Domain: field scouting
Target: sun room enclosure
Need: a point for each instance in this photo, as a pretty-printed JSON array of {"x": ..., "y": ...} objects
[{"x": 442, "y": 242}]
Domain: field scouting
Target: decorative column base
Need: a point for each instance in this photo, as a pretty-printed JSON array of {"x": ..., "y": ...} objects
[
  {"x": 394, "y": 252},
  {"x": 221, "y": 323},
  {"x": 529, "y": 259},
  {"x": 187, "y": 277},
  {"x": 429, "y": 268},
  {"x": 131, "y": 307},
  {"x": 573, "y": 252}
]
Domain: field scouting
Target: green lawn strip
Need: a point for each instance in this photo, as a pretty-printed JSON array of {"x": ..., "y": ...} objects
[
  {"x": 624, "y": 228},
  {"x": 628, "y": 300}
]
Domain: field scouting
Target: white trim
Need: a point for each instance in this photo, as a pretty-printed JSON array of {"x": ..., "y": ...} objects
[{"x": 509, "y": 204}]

· · ·

GOAL
Render every line of the material above as a JSON list of strings, one string per line, omitting blank lines.

OUTPUT FOR THIS EXERCISE
[
  "Domain: field scouting",
  "Target: sun room enclosure",
  "Need: a point for each instance in this photo, as a pretty-printed JSON array of {\"x\": ..., \"y\": ...} objects",
  "[{\"x\": 442, \"y\": 242}]",
  "Domain: field scouting",
  "Target: decorative column base",
  "Need: a point for each instance in this photo, as a pretty-printed JSON array of {\"x\": ..., \"y\": ...} objects",
  "[",
  "  {\"x\": 394, \"y\": 252},",
  "  {\"x\": 221, \"y\": 323},",
  "  {\"x\": 529, \"y\": 259},",
  "  {\"x\": 187, \"y\": 277},",
  "  {\"x\": 429, \"y\": 268},",
  "  {\"x\": 131, \"y\": 307},",
  "  {\"x\": 573, \"y\": 252}",
  "]",
  "Domain: field scouting",
  "Target: green lawn strip",
  "Need: a point for each instance in this photo, as a pretty-printed JSON array of {\"x\": ..., \"y\": ...} objects",
  "[",
  "  {\"x\": 624, \"y\": 228},",
  "  {\"x\": 628, \"y\": 300}",
  "]",
  "Domain: field scouting",
  "Target: white trim",
  "Need: a point for each instance in this photo, as a pretty-printed JSON array of {\"x\": ..., \"y\": ...} objects",
  "[{\"x\": 509, \"y\": 204}]"
]